Records contained in a dataset
_____

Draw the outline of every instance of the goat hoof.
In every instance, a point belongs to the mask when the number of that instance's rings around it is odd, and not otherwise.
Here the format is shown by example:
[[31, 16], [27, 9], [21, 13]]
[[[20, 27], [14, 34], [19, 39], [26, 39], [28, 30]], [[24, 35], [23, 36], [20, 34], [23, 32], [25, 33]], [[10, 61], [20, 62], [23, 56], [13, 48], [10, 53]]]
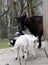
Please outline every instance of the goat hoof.
[[48, 55], [47, 55], [47, 58], [48, 58]]
[[27, 54], [29, 54], [29, 52]]
[[17, 57], [15, 58], [15, 60], [17, 60]]
[[24, 56], [23, 56], [23, 58], [24, 58]]

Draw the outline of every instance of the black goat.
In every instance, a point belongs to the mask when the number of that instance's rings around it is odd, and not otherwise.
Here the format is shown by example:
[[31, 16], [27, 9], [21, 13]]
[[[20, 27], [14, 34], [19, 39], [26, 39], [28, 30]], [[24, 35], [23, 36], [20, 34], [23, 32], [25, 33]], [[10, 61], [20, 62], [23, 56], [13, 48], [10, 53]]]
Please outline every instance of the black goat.
[[24, 16], [17, 17], [16, 19], [20, 22], [22, 30], [24, 30], [24, 26], [26, 26], [33, 35], [38, 36], [38, 48], [40, 48], [41, 36], [43, 35], [43, 16], [26, 17], [25, 14]]

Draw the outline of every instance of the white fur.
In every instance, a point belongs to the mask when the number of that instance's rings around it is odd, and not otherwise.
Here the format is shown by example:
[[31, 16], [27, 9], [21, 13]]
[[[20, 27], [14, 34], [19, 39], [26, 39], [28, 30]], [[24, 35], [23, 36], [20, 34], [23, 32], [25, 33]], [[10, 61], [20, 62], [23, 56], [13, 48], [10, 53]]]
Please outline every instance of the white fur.
[[24, 50], [25, 59], [27, 59], [28, 51], [30, 51], [33, 54], [33, 56], [35, 56], [34, 41], [36, 40], [37, 38], [34, 35], [25, 34], [25, 35], [18, 37], [15, 43], [15, 46], [12, 48], [12, 50], [16, 49], [16, 57], [18, 57], [20, 49]]

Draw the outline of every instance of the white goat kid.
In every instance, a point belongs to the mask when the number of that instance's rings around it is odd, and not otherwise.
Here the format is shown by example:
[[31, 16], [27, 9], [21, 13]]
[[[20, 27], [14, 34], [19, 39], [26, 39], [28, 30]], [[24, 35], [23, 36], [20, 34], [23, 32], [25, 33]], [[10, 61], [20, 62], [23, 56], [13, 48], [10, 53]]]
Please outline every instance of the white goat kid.
[[34, 41], [36, 41], [37, 38], [34, 35], [22, 35], [17, 38], [15, 46], [12, 48], [12, 50], [16, 49], [16, 59], [19, 55], [20, 49], [23, 50], [23, 58], [27, 59], [27, 52], [32, 51], [32, 55], [35, 57], [34, 52]]

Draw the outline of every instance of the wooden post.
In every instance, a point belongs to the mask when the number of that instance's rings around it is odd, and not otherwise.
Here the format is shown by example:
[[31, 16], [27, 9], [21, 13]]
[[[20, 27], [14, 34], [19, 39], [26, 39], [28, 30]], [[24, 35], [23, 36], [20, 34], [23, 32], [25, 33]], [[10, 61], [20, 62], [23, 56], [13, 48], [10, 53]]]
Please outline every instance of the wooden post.
[[48, 0], [43, 0], [43, 34], [48, 39]]

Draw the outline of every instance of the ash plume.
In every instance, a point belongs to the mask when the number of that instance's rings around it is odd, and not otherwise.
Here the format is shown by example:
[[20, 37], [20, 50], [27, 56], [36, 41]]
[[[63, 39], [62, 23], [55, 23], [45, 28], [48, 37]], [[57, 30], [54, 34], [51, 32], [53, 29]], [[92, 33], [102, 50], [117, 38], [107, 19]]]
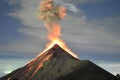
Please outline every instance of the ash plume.
[[55, 5], [53, 0], [42, 0], [39, 5], [38, 18], [44, 21], [45, 27], [48, 30], [48, 39], [59, 39], [61, 35], [61, 27], [59, 20], [66, 16], [66, 8]]
[[64, 43], [60, 38], [61, 36], [61, 26], [59, 25], [59, 20], [64, 19], [66, 16], [66, 8], [63, 6], [55, 5], [53, 0], [42, 0], [39, 5], [38, 18], [44, 21], [45, 27], [48, 30], [48, 39], [50, 43], [46, 46], [46, 51], [54, 44], [59, 44], [67, 52], [69, 52], [74, 57], [78, 58]]

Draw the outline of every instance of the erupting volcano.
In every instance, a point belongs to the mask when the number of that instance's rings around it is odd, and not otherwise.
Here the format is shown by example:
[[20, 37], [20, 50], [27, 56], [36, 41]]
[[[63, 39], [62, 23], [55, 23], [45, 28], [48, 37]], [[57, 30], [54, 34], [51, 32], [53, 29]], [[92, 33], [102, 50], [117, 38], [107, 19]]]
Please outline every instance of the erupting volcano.
[[58, 44], [0, 80], [119, 80], [89, 60], [79, 60]]
[[63, 6], [57, 6], [54, 4], [53, 0], [42, 0], [39, 6], [38, 18], [43, 20], [45, 23], [45, 27], [48, 30], [48, 39], [50, 43], [47, 45], [48, 50], [53, 45], [58, 44], [68, 53], [78, 58], [70, 49], [65, 45], [63, 40], [60, 38], [61, 36], [61, 27], [58, 24], [58, 21], [64, 19], [66, 16], [66, 8]]
[[60, 38], [58, 21], [66, 15], [66, 8], [53, 0], [42, 0], [38, 18], [48, 30], [47, 48], [24, 67], [0, 80], [117, 80], [118, 78], [89, 60], [80, 60]]
[[72, 72], [78, 63], [79, 59], [55, 44], [26, 66], [13, 71], [0, 80], [54, 80]]

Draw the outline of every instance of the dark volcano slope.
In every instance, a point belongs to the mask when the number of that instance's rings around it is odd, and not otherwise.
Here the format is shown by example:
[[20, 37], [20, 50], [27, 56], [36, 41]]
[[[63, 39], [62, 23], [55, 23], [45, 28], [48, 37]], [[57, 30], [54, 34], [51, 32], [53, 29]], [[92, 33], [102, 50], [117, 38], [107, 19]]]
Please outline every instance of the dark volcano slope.
[[119, 80], [89, 60], [82, 60], [75, 70], [56, 80]]

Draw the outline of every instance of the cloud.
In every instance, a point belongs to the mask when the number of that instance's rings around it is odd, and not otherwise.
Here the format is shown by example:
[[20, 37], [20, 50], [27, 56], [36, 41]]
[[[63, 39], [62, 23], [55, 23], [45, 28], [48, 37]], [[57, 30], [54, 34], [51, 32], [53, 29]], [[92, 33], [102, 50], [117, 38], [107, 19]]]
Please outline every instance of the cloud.
[[63, 1], [63, 2], [66, 2], [66, 3], [73, 3], [73, 4], [79, 4], [79, 3], [87, 3], [87, 2], [90, 2], [90, 3], [101, 3], [101, 2], [105, 2], [107, 0], [55, 0], [55, 1]]
[[[75, 5], [71, 3], [68, 5], [72, 6], [72, 11], [77, 11]], [[39, 0], [21, 0], [20, 6], [20, 9], [9, 13], [9, 15], [17, 18], [24, 25], [24, 28], [21, 27], [18, 31], [26, 35], [26, 38], [2, 46], [1, 51], [39, 52], [47, 43], [45, 37], [47, 31], [44, 24], [36, 17]], [[64, 20], [60, 21], [62, 38], [66, 43], [82, 52], [118, 54], [120, 52], [120, 36], [118, 35], [120, 17], [88, 20], [84, 11], [80, 12], [82, 14], [80, 13], [79, 17], [69, 14]]]
[[57, 5], [65, 6], [67, 8], [67, 11], [70, 11], [75, 15], [81, 16], [83, 14], [83, 11], [77, 8], [76, 5], [73, 3], [67, 3], [61, 0], [54, 0], [54, 3]]
[[[9, 15], [19, 19], [21, 23], [24, 24], [26, 27], [32, 27], [32, 28], [43, 27], [41, 25], [42, 23], [37, 19], [37, 15], [36, 15], [40, 1], [21, 0], [18, 2], [20, 8], [15, 10], [14, 12], [9, 13]], [[34, 21], [34, 23], [32, 21]]]
[[[31, 33], [32, 34], [32, 33]], [[45, 48], [47, 40], [42, 39], [41, 37], [26, 37], [27, 39], [14, 41], [7, 45], [4, 45], [0, 48], [1, 53], [15, 53], [14, 55], [23, 56], [28, 54], [30, 57], [33, 55], [37, 55], [42, 52]]]
[[[116, 18], [111, 18], [116, 21]], [[66, 21], [69, 21], [66, 23]], [[97, 23], [102, 23], [99, 20], [93, 22], [92, 20], [86, 20], [86, 17], [83, 18], [69, 16], [66, 18], [66, 21], [63, 22], [63, 26], [67, 25], [68, 27], [63, 27], [63, 37], [69, 42], [79, 44], [77, 47], [84, 47], [84, 49], [91, 48], [92, 50], [105, 51], [105, 52], [118, 52], [119, 53], [119, 35], [117, 33], [113, 34], [111, 31], [107, 30], [113, 26], [110, 19], [102, 19], [102, 22], [108, 23], [109, 25], [99, 25]], [[74, 21], [74, 22], [73, 22]], [[118, 21], [116, 22], [118, 23]], [[114, 23], [115, 24], [115, 23]], [[116, 28], [117, 26], [114, 26]], [[67, 31], [66, 31], [67, 30]], [[113, 30], [114, 32], [116, 30]], [[85, 48], [86, 47], [86, 48]]]
[[116, 17], [105, 17], [102, 19], [94, 19], [92, 23], [96, 25], [100, 25], [107, 32], [115, 34], [114, 36], [120, 33], [120, 16]]
[[9, 0], [8, 2], [10, 5], [14, 5], [14, 4], [19, 4], [20, 3], [20, 0]]
[[98, 63], [98, 65], [114, 75], [117, 75], [120, 72], [120, 63], [119, 62]]
[[83, 10], [77, 8], [78, 4], [83, 3], [101, 3], [107, 0], [54, 0], [56, 4], [63, 5], [67, 8], [68, 11], [73, 12], [75, 15], [81, 16], [81, 14], [85, 13]]
[[29, 61], [29, 59], [23, 59], [23, 58], [0, 59], [0, 63], [1, 63], [0, 64], [0, 77], [4, 76], [20, 67], [23, 67], [28, 61]]

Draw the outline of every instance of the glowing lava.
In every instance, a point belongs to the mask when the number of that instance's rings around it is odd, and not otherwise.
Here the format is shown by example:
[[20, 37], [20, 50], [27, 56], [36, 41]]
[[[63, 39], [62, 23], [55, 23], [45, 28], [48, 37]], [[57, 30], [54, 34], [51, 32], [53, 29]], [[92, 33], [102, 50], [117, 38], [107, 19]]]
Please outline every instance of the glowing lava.
[[[79, 57], [76, 55], [76, 54], [74, 54], [67, 46], [66, 46], [66, 44], [61, 40], [61, 39], [59, 39], [59, 38], [57, 38], [57, 39], [54, 39], [54, 41], [53, 42], [51, 42], [51, 43], [49, 43], [48, 44], [48, 47], [40, 54], [40, 55], [42, 55], [44, 52], [46, 52], [46, 51], [48, 51], [50, 48], [52, 48], [54, 45], [59, 45], [62, 49], [64, 49], [66, 52], [68, 52], [70, 55], [72, 55], [73, 57], [75, 57], [75, 58], [77, 58], [77, 59], [79, 59]], [[39, 56], [40, 56], [39, 55]]]

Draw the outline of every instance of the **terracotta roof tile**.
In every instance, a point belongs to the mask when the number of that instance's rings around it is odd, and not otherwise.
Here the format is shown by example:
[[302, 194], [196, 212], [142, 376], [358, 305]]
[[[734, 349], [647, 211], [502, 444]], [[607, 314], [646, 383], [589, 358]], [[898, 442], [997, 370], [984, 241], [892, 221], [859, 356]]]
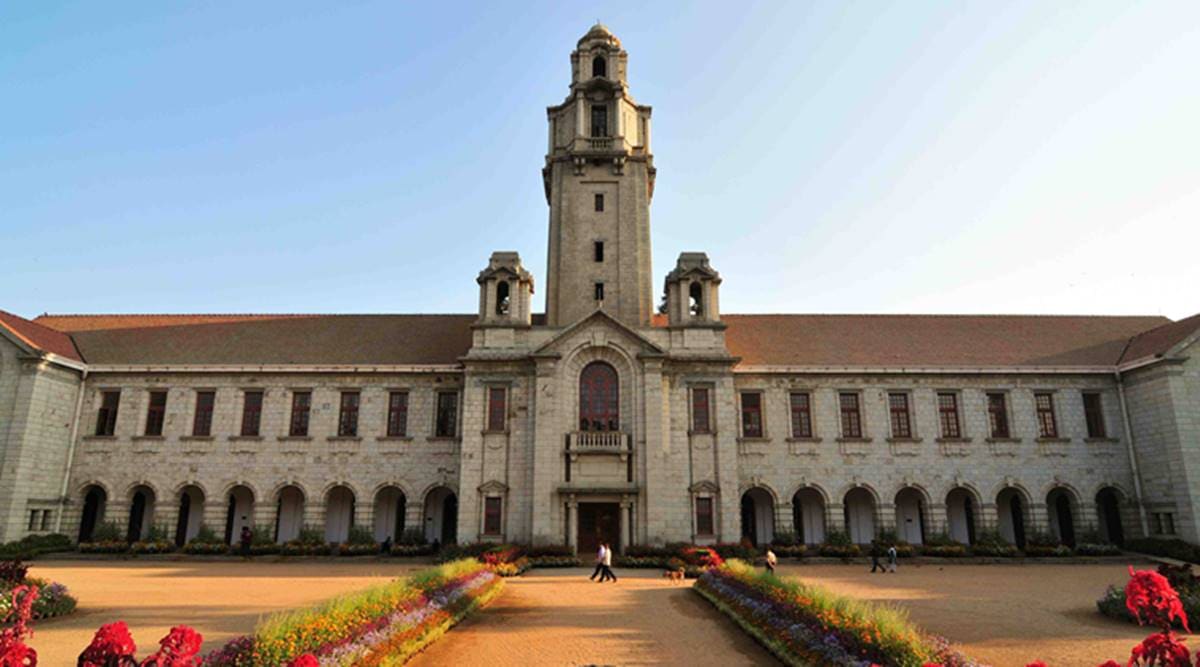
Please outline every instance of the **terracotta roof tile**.
[[1130, 341], [1121, 363], [1128, 364], [1149, 357], [1162, 356], [1171, 348], [1200, 330], [1200, 315], [1192, 315], [1178, 322], [1170, 322], [1149, 331], [1143, 331]]
[[6, 310], [0, 310], [0, 327], [12, 332], [34, 349], [82, 361], [79, 352], [75, 349], [75, 344], [71, 342], [71, 337], [62, 331], [27, 320]]
[[725, 315], [742, 366], [1112, 366], [1165, 317]]

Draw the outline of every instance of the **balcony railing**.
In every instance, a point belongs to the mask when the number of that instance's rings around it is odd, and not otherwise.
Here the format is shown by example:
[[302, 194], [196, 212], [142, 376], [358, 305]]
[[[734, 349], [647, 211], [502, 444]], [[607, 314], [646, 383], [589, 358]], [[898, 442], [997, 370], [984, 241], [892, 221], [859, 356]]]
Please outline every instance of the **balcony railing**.
[[567, 448], [619, 452], [626, 449], [629, 434], [621, 431], [574, 431], [567, 434]]
[[594, 151], [611, 151], [612, 147], [612, 137], [588, 137], [588, 148]]

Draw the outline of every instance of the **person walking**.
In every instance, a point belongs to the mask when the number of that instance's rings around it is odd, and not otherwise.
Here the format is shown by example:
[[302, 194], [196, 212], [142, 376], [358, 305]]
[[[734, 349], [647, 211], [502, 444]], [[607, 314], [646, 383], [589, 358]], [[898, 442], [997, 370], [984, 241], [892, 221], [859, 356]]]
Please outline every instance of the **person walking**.
[[899, 557], [899, 554], [896, 553], [896, 545], [894, 545], [894, 544], [889, 545], [888, 550], [887, 550], [888, 572], [891, 572], [892, 574], [896, 574], [896, 560], [898, 559], [898, 557]]
[[775, 574], [775, 562], [775, 552], [771, 551], [771, 547], [767, 547], [767, 572], [770, 572], [772, 576]]
[[883, 563], [879, 562], [879, 552], [879, 542], [871, 540], [871, 574], [875, 574], [876, 572], [883, 574], [884, 572], [887, 572], [887, 570], [885, 570], [883, 567]]
[[[242, 517], [242, 520], [245, 521], [246, 517]], [[253, 539], [254, 539], [254, 533], [250, 530], [250, 526], [249, 525], [242, 526], [242, 534], [239, 536], [239, 542], [241, 543], [243, 558], [250, 557], [250, 542]]]
[[600, 581], [604, 581], [606, 577], [612, 581], [616, 581], [617, 575], [613, 574], [613, 571], [612, 571], [612, 545], [611, 544], [604, 545], [603, 564], [604, 564], [604, 571], [600, 573]]
[[588, 581], [595, 581], [596, 575], [600, 575], [601, 583], [604, 582], [604, 554], [607, 550], [604, 545], [600, 545], [600, 549], [596, 551], [596, 569], [592, 570], [592, 576], [588, 577]]

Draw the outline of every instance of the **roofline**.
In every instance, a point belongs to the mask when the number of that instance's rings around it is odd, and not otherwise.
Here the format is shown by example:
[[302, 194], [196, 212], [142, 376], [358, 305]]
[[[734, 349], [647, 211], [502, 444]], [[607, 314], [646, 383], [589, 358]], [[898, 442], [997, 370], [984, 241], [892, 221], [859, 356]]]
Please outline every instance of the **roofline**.
[[772, 366], [740, 365], [739, 375], [824, 374], [824, 375], [1112, 375], [1113, 366]]
[[462, 364], [92, 364], [88, 373], [461, 373]]

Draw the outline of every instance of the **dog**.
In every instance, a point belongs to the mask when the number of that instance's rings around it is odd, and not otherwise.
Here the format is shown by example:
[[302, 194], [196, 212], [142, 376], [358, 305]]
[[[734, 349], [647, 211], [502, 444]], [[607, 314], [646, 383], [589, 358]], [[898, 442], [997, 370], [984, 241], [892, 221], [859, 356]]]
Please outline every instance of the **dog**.
[[683, 570], [667, 570], [663, 572], [664, 579], [670, 579], [671, 583], [683, 583]]

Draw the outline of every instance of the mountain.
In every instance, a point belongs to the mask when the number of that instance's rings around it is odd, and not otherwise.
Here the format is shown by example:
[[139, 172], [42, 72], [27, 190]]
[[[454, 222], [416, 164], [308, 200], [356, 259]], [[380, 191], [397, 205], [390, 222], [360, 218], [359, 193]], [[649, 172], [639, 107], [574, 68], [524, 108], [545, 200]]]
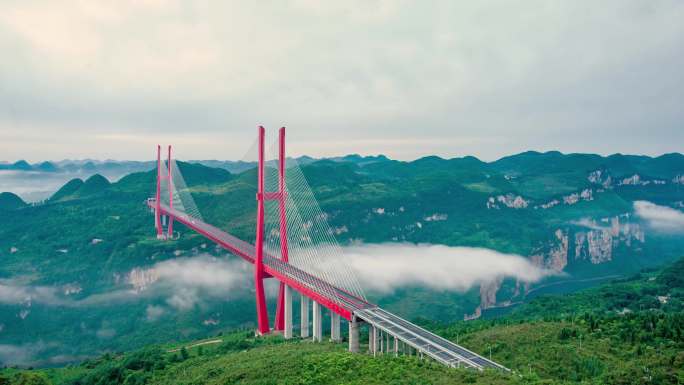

_____

WHAT THE EXERCISE ASKS – Copy the lines above exactly, beginning at the line that has "Please outline every instance of the white fur." and stopping after the line that has "Draw the outline of every instance of the wooden", and omit the rest.

EXERCISE OUTPUT –
Please outline every instance of the white fur.
[[24, 50], [25, 59], [27, 59], [28, 51], [30, 51], [33, 54], [33, 56], [35, 56], [34, 41], [36, 40], [37, 38], [34, 35], [25, 34], [25, 35], [18, 37], [15, 43], [15, 46], [12, 48], [12, 50], [16, 49], [16, 57], [18, 57], [20, 49]]

Draw the outline of every instance of the white goat kid.
In every instance, a point belongs to the mask when the number of that instance's rings around it is odd, and not otherwise.
Here the format is shown by example:
[[31, 16], [27, 9], [21, 13]]
[[[20, 27], [14, 34], [19, 39], [26, 39], [28, 30]], [[24, 35], [23, 36], [20, 34], [23, 32], [25, 33]], [[10, 61], [20, 62], [23, 56], [13, 48], [10, 53]]]
Please outline every instance of the white goat kid.
[[34, 41], [36, 41], [37, 38], [34, 35], [22, 35], [17, 38], [15, 46], [12, 48], [12, 50], [16, 49], [16, 59], [19, 55], [20, 49], [23, 50], [23, 58], [27, 59], [27, 52], [32, 51], [32, 55], [35, 57], [34, 52]]

Draw the outline of every instance of the wooden post.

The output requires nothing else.